**Problem details:** Copy, from the listing, every line in which the string "below" is present.

**Material for this task:**
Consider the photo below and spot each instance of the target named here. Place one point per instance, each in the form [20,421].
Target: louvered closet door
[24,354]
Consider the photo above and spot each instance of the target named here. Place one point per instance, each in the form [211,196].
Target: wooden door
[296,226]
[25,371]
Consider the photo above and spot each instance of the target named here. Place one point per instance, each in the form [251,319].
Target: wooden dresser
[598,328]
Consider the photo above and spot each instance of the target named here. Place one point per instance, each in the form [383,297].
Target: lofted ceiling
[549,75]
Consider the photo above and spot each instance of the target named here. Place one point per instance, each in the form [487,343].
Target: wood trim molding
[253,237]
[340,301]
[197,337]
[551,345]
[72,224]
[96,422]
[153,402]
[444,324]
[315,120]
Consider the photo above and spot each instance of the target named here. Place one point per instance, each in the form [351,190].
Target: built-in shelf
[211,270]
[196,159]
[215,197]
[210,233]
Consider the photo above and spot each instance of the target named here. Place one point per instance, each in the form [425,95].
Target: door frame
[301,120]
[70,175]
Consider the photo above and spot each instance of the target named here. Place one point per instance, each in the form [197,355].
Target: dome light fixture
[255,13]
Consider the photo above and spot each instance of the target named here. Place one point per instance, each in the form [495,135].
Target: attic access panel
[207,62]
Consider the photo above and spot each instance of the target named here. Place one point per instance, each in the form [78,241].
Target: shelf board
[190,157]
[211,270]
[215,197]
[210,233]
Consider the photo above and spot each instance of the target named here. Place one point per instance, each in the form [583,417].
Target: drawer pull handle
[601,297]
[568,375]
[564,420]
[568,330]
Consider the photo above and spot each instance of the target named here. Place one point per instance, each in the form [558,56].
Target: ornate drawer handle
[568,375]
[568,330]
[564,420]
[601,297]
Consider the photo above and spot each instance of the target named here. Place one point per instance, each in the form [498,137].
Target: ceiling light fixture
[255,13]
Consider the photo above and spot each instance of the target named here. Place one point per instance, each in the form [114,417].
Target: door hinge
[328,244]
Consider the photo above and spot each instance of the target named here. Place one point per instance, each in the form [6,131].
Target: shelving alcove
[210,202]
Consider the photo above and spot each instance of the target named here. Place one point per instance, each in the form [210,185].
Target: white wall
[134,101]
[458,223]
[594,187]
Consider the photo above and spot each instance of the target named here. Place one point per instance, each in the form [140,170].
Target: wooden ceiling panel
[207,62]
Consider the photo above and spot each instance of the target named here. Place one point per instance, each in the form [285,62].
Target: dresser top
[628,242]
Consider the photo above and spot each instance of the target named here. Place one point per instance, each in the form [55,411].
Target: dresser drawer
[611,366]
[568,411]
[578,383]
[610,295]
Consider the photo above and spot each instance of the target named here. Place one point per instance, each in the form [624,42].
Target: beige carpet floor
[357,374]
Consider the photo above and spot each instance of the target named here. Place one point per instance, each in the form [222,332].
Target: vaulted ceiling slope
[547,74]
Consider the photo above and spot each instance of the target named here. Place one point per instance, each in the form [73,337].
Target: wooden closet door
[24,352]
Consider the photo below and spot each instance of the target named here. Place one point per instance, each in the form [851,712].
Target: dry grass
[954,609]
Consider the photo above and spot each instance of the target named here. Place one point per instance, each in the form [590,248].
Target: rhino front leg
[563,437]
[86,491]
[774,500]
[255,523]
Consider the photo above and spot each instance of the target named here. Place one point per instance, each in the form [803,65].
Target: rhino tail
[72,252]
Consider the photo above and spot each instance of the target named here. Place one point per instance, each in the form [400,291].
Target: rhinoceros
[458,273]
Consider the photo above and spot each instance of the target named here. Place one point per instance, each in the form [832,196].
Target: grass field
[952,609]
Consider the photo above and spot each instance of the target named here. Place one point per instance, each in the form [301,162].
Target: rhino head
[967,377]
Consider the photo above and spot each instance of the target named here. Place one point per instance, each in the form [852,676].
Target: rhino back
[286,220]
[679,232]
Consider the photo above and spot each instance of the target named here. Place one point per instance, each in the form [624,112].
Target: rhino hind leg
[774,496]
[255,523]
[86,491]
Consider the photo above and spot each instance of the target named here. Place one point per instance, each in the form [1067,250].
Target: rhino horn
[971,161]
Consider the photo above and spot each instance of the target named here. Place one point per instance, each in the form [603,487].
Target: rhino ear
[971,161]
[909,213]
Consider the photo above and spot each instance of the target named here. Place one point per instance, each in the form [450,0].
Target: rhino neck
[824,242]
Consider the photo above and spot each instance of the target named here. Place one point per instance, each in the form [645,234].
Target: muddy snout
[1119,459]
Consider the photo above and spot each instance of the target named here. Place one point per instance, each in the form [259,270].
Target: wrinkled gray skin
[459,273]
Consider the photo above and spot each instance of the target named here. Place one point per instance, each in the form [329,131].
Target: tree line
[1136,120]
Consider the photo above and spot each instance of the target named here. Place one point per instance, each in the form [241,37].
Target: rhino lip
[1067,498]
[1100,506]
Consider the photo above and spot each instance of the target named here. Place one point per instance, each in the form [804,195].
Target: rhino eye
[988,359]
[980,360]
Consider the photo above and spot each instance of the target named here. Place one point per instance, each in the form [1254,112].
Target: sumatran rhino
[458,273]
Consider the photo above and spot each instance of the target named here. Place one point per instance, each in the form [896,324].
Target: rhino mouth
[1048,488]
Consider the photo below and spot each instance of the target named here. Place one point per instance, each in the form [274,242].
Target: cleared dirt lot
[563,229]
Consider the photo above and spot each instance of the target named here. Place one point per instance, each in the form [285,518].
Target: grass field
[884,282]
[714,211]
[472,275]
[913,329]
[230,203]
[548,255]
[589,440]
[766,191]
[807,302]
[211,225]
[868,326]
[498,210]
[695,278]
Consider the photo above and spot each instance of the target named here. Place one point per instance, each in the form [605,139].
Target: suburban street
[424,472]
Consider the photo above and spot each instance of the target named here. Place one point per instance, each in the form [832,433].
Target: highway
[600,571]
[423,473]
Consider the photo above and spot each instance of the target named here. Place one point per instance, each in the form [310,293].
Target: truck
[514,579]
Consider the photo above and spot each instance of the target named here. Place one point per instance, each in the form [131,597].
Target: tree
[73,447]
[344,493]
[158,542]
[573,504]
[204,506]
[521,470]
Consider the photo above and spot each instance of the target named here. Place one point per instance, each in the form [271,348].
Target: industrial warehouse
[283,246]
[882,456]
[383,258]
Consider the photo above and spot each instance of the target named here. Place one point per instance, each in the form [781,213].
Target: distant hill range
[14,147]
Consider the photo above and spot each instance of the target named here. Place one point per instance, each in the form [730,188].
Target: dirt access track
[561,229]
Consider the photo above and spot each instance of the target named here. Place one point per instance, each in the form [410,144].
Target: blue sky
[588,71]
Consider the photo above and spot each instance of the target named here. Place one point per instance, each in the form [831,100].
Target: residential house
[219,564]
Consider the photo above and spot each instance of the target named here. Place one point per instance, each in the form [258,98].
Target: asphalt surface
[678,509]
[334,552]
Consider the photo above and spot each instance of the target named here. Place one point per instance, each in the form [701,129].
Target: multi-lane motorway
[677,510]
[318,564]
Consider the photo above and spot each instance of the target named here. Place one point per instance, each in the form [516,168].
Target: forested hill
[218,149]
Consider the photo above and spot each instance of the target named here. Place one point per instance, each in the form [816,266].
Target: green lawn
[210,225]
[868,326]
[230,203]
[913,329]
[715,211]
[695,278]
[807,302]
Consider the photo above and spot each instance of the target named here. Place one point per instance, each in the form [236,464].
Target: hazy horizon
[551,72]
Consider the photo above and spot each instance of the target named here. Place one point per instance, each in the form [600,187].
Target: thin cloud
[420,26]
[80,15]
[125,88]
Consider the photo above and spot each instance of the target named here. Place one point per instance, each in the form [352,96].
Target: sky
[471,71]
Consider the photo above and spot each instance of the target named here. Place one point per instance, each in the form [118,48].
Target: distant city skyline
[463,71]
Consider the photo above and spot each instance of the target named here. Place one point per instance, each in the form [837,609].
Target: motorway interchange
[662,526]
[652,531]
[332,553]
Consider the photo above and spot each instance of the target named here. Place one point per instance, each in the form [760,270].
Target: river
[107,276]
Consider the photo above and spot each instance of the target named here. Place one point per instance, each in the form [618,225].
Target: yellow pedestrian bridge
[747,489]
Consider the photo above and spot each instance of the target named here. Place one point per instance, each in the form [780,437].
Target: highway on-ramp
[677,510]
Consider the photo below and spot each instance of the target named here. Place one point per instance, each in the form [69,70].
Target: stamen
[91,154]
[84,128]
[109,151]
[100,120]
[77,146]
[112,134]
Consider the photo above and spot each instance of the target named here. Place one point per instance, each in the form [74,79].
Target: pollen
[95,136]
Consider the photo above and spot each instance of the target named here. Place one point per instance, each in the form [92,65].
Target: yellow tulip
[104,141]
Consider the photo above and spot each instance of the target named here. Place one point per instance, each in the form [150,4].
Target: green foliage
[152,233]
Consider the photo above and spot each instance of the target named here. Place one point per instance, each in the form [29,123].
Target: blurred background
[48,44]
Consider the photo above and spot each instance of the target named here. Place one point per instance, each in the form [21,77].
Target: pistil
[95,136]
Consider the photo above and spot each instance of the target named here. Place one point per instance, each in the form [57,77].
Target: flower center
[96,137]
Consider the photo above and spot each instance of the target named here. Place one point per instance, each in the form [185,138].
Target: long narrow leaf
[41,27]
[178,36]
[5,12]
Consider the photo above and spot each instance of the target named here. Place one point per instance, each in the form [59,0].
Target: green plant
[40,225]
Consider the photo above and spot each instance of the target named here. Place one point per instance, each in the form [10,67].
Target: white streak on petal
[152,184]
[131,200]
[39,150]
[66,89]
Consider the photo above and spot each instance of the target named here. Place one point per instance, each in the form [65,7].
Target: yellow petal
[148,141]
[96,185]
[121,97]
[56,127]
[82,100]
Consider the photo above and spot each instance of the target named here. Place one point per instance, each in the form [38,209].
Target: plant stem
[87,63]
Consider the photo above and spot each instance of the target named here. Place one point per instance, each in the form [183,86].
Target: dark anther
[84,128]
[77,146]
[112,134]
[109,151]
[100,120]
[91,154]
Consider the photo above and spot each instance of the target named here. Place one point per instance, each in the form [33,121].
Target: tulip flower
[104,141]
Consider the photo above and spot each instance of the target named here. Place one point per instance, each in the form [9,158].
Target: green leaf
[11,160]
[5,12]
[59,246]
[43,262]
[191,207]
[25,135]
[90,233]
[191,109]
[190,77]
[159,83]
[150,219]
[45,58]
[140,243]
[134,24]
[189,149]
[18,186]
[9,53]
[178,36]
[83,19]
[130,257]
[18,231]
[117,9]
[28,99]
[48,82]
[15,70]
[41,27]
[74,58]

**Solved exercise:**
Consider the photo below and spot each instance of the target named here. Place one point per instance, each in the form [20,421].
Consider the photo below and spot each instance of the target named here. Place one point per instance, each in the form [851,712].
Consider the photo below and spot each instance of the target named here. Place one point per instance, each in the form [274,242].
Consider the photo below and spot each instance of the target named here. Place one point per instance, each in the form [69,70].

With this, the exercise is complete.